What you are asked to do → Recast everything in the items below from the line containing "Target: rocky mountain peak" down to the line containing "390 160 L 414", both included, as a JSON list of strings, one string per line and blank lines omitted.

Shape boundary entries:
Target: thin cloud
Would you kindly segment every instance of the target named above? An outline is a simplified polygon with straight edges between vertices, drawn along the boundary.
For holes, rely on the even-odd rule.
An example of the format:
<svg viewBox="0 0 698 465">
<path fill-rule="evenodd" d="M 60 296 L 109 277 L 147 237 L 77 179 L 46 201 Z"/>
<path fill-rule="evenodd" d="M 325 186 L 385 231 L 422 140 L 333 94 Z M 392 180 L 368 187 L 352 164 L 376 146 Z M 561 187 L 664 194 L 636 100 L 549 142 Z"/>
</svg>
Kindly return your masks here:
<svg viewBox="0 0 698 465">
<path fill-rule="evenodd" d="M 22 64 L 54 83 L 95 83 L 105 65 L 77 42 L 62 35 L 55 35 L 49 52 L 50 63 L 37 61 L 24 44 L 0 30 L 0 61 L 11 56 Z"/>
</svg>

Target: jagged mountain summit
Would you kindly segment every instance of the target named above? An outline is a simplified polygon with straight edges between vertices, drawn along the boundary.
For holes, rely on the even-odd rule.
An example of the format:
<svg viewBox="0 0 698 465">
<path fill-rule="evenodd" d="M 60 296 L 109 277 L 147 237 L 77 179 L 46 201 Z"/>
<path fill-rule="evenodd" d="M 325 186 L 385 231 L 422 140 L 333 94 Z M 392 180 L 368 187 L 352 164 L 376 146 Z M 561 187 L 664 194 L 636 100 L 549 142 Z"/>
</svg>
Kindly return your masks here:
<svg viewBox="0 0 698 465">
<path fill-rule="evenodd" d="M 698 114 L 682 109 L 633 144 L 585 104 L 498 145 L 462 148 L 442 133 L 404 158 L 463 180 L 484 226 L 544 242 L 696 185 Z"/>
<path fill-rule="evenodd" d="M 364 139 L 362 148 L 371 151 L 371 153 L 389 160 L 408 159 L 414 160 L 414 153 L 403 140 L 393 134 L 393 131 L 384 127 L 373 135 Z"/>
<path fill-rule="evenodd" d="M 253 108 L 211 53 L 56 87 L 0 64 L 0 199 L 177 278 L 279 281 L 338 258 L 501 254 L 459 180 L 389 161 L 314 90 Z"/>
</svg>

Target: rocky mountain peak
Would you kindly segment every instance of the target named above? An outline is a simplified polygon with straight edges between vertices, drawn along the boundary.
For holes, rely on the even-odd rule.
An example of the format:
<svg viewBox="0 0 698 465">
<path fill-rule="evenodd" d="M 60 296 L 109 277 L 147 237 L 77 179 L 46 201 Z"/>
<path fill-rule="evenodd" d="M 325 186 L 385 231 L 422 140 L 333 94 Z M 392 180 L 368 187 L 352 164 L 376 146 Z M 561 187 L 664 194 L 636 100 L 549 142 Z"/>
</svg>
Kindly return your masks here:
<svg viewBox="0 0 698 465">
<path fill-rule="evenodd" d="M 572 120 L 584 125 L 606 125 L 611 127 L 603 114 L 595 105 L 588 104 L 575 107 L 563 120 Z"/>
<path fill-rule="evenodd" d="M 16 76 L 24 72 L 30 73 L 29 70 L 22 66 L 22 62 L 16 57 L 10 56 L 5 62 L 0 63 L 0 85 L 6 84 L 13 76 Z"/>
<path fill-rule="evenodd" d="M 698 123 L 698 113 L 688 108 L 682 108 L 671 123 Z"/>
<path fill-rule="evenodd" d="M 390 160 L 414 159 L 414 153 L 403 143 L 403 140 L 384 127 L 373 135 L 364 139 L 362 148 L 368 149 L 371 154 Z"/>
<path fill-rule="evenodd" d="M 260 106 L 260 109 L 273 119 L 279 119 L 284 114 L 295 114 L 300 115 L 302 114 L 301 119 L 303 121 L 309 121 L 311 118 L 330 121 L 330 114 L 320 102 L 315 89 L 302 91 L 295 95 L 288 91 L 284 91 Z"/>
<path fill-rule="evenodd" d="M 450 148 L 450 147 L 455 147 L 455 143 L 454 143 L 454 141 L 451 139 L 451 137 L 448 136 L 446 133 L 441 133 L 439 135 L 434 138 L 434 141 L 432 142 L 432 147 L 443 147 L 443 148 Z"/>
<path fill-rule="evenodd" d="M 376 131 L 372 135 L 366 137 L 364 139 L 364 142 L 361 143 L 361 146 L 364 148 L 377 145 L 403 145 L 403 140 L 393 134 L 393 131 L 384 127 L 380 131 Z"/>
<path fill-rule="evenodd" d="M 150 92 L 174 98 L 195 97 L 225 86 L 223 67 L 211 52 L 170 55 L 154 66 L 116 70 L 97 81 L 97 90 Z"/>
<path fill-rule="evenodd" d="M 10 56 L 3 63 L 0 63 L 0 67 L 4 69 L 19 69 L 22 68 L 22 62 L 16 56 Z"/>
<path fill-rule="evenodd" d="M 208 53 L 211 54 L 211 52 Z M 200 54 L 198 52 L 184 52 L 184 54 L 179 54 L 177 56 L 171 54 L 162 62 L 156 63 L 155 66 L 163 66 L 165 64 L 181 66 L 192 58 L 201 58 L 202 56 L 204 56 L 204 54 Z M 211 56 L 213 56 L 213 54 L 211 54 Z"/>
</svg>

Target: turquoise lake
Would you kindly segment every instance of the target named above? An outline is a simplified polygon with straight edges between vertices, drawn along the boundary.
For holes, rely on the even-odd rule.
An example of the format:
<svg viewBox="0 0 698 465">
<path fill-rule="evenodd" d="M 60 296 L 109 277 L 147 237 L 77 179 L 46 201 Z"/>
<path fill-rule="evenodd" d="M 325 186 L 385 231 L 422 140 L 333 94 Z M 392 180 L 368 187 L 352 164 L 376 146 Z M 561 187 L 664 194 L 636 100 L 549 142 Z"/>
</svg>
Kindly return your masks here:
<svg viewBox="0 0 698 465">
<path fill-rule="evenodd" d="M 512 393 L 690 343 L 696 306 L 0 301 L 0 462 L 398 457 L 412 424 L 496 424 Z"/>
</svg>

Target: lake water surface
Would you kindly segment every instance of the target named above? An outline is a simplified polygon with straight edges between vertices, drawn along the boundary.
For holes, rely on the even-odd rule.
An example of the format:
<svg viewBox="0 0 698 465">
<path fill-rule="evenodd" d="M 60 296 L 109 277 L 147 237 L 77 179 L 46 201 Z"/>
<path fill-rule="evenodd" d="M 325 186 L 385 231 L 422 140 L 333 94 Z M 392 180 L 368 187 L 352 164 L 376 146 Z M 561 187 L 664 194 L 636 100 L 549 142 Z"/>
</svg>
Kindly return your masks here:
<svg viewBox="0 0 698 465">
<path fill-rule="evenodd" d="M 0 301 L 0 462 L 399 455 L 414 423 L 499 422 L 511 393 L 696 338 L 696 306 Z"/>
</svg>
...
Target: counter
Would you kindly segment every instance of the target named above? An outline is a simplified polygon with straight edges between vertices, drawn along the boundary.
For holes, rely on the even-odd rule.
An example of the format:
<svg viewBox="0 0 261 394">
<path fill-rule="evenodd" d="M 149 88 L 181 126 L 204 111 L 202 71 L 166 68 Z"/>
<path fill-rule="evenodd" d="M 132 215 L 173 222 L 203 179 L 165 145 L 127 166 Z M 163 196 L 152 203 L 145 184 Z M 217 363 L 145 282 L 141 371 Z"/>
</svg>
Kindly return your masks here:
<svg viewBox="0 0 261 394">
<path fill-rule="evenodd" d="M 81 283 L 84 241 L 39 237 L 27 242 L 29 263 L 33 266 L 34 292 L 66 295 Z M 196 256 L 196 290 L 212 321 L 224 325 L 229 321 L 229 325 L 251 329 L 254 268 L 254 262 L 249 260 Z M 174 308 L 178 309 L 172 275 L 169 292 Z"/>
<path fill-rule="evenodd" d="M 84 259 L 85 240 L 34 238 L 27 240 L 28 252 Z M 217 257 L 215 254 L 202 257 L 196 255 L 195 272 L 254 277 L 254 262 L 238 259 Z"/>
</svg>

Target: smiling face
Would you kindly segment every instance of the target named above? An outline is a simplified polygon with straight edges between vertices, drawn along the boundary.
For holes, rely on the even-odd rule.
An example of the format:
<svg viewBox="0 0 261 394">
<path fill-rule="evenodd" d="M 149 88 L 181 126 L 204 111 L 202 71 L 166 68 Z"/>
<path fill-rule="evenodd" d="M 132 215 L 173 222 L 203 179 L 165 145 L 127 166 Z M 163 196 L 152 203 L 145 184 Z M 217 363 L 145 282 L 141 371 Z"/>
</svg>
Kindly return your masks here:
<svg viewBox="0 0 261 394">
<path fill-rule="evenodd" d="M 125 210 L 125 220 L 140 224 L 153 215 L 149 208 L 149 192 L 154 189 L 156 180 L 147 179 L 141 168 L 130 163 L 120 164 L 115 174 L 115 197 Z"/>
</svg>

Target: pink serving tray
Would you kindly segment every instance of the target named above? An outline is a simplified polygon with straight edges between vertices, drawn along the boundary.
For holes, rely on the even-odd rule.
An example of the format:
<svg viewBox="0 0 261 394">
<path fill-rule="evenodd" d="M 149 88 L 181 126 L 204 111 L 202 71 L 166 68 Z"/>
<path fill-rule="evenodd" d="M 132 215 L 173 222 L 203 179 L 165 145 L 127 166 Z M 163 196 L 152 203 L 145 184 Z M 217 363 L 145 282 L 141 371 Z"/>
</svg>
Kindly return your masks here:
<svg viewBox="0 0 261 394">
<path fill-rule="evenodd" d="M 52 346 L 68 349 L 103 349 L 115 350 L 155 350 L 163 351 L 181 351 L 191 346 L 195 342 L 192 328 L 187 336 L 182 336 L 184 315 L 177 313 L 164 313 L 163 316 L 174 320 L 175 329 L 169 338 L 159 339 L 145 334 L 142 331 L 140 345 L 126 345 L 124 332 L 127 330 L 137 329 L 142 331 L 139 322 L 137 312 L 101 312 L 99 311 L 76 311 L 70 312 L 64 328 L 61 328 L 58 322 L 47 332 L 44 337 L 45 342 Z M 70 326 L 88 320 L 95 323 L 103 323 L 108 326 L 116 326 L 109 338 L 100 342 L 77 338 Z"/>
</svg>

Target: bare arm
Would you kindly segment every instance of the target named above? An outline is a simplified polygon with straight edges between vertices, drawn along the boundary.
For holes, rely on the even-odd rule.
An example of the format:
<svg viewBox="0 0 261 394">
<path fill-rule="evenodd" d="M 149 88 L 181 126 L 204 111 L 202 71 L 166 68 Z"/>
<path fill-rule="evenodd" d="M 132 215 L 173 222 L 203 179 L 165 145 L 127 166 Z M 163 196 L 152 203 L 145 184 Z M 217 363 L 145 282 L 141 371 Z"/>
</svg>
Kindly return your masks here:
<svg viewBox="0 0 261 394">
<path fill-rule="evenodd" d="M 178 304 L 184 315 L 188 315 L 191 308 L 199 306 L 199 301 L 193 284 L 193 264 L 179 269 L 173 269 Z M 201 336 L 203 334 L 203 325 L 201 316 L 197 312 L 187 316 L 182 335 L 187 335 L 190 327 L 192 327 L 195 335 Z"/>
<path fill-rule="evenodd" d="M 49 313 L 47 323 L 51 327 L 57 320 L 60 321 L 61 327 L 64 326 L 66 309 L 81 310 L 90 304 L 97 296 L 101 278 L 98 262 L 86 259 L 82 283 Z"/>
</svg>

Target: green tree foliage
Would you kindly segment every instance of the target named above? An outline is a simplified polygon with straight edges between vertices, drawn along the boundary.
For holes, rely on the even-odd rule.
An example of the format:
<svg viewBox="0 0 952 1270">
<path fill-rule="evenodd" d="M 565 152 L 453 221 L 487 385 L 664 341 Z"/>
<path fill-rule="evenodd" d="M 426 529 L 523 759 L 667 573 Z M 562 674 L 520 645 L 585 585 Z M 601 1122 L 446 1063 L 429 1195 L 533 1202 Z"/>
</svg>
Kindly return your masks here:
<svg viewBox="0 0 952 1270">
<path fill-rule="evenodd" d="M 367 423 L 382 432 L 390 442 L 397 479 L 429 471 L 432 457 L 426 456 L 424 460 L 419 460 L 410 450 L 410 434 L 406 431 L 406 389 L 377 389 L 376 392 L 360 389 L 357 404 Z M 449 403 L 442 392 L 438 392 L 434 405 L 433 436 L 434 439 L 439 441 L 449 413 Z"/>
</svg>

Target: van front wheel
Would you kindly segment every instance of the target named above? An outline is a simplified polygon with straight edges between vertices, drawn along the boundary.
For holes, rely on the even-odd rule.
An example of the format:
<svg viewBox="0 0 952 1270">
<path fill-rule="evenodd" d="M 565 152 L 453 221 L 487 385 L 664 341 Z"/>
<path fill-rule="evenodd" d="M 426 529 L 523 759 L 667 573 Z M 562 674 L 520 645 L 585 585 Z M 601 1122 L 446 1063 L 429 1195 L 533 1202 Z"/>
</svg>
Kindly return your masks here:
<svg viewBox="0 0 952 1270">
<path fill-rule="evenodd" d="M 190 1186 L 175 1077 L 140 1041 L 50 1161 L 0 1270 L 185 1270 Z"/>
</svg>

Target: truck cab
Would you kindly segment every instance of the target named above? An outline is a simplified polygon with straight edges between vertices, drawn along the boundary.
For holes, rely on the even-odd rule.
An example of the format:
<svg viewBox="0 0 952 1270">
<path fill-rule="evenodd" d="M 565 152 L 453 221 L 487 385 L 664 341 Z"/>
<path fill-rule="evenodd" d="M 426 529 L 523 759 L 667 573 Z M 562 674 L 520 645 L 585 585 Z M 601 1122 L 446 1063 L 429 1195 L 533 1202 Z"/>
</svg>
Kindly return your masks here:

Expected answer →
[
  "Target: rocky mountain peak",
  "Would you kindly segment every instance of the target named above? An outline is a simplified polygon with straight edges between vertices, drawn along the boundary.",
  "For holes, rely on the even-odd rule.",
  "An example of the format:",
  "<svg viewBox=\"0 0 698 465\">",
  "<path fill-rule=\"evenodd\" d=\"M 60 296 L 109 277 L 147 237 L 77 179 L 46 201 Z\"/>",
  "<path fill-rule=\"evenodd\" d=\"M 325 186 L 385 231 L 422 140 L 333 94 Z M 392 180 L 368 187 L 352 164 L 376 146 Z M 561 187 L 664 194 L 636 100 L 549 142 Z\"/>",
  "</svg>",
  "Kindly return your masks here:",
  "<svg viewBox=\"0 0 698 465\">",
  "<path fill-rule=\"evenodd\" d=\"M 572 120 L 584 125 L 606 125 L 611 127 L 603 114 L 595 105 L 588 104 L 575 107 L 563 120 Z\"/>",
  "<path fill-rule=\"evenodd\" d=\"M 16 76 L 24 72 L 30 73 L 29 70 L 22 66 L 22 62 L 16 57 L 10 56 L 5 62 L 0 63 L 0 85 L 6 84 L 13 76 Z\"/>",
  "<path fill-rule=\"evenodd\" d=\"M 698 123 L 698 113 L 688 108 L 682 108 L 671 123 Z\"/>",
  "<path fill-rule=\"evenodd\" d=\"M 390 160 L 414 159 L 414 153 L 403 143 L 403 140 L 384 127 L 373 135 L 364 139 L 362 148 L 368 149 L 371 154 Z\"/>"
]